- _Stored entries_
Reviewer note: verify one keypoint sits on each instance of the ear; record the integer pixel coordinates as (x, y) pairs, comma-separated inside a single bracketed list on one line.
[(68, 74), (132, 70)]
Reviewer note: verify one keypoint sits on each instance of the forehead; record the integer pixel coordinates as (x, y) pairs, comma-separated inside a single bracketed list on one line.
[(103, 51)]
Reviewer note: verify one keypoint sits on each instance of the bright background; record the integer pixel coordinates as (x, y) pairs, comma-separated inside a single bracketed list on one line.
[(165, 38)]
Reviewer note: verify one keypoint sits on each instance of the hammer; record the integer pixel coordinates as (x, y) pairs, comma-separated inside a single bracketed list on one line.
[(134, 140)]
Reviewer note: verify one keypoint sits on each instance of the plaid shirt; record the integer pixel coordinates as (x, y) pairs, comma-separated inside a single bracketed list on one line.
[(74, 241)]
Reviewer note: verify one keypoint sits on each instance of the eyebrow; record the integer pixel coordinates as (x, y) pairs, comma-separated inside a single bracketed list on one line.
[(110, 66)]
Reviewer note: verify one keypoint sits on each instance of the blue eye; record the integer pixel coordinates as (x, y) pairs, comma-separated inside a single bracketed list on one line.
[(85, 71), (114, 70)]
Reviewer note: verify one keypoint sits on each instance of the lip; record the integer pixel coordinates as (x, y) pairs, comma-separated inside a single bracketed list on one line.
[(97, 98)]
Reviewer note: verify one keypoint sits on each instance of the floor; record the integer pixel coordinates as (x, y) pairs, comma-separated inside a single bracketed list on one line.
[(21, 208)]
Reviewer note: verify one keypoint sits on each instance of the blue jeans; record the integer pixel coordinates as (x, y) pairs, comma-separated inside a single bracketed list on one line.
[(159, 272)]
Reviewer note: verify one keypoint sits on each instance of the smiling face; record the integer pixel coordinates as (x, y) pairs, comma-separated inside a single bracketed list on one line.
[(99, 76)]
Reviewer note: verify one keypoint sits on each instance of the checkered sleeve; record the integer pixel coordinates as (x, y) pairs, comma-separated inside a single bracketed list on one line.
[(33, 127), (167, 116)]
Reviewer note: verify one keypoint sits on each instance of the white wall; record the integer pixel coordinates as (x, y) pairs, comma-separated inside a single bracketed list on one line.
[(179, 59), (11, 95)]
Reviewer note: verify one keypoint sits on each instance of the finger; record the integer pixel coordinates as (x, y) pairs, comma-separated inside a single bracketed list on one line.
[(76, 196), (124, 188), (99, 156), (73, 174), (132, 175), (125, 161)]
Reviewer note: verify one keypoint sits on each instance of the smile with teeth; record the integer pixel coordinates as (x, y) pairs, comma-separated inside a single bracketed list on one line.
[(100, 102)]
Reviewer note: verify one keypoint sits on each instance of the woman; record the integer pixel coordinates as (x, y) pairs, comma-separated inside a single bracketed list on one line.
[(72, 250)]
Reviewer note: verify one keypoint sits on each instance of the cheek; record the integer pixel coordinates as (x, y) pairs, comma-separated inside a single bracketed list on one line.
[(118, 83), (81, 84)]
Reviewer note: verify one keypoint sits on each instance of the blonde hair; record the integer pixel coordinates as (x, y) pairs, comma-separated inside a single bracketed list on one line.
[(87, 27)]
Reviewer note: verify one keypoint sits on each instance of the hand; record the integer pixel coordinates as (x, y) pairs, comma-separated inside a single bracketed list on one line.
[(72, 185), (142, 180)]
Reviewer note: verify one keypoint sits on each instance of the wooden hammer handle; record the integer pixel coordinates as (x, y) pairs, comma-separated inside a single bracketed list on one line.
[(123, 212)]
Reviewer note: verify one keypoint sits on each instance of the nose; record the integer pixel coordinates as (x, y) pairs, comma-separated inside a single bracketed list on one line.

- _INSTRUCTIONS FOR THE TASK_
Starting with the line that contains "of the checkered", return each line through the last one of the data above, exactly as written and nothing more.

- _YOUR RESPONSE_
Reviewer note: verify one keypoint sits on each instance of the checkered sleeve; record the integer pixel coordinates as (x, y) pairs, comma-separated inside a single bracketed list on one line.
[(33, 127), (167, 116)]
Reviewer note: verify one keypoint sits on each instance of the white wall; record the integer pixel coordinates as (x, y) pairs, comma-separated inside a single bracketed list on one line.
[(179, 59), (11, 95)]
Reviewer note: verify one keypoint sits on each instance of the finger; record the integer pixel coordinates as (x, y) pairs, comma-separated inside a single bracketed list on one line.
[(76, 196), (124, 188), (99, 156), (73, 174), (132, 175), (125, 161)]
Reviewer note: verify one keypoint sits on each instance of the smile with teeth; record the integer pixel coordinates as (x, y) pairs, comma-separated inside a single bracketed list on one line.
[(100, 102)]
Reviewer note: verify one keypoint sits on each instance of the woman; record the integer pixel coordinates as (x, y) pairs, comma-separated inside a single bracketed list on one line.
[(72, 250)]
Reviewer note: verify one keypoint sits on each instance of the cheek; record the integer pixel coordinates as (x, y) pairs, comma-separated inside a single bracketed list on one line.
[(118, 83), (81, 84)]
Reviewer note: verify one keypoint sits on each instance of the blonde hair; record the integer pixel coordinates as (x, y) pairs, comma-separated inside a single bracketed list on one line.
[(87, 27)]
Reviewer note: verify one keypoint sits on each instance of the hand; record the integer pixel coordinates as (x, y) pairs, comma-separated inside a single bracketed list on one line.
[(72, 185), (142, 180)]
Reviewer note: verify one keypoint sits on each instance of the wooden hammer handle; record the integer pixel coordinates as (x, y) pairs, comma-separated inside a single bracketed list on one line.
[(123, 212)]
Reviewer note: verify one keypoint sits on each instance of the nose; record the integer pixel coordinates as (x, y) pairs, comma-separated inside a single bracketed list on one line.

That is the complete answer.